Start of DATASET RECORDS

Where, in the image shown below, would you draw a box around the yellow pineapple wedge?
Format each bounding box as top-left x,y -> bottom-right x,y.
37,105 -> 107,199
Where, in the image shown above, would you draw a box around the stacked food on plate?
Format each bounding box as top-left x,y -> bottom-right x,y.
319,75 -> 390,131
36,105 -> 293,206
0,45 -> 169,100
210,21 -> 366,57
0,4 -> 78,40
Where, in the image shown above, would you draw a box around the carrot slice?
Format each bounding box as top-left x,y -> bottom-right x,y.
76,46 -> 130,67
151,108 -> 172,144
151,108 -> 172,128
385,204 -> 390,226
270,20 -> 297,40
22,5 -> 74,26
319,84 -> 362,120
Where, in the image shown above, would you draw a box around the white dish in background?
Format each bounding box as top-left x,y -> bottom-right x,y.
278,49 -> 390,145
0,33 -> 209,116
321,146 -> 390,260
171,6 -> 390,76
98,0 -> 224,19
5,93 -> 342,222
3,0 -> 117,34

End of DATASET RECORDS
Start of DATASET RECORDS

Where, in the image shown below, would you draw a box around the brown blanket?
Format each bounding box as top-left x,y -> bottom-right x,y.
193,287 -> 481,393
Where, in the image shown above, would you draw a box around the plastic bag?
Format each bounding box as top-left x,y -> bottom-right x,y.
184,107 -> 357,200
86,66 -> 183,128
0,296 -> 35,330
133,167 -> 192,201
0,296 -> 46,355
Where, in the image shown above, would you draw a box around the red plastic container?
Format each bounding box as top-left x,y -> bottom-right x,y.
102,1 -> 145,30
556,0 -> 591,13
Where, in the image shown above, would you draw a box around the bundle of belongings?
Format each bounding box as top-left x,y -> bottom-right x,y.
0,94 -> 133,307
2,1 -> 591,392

End of DATASET RECORDS

Work out how many lines of the preceding data contain the word "plastic". Reply with that number only.

**RESPONSE FOR THIS EXERCISE:** 2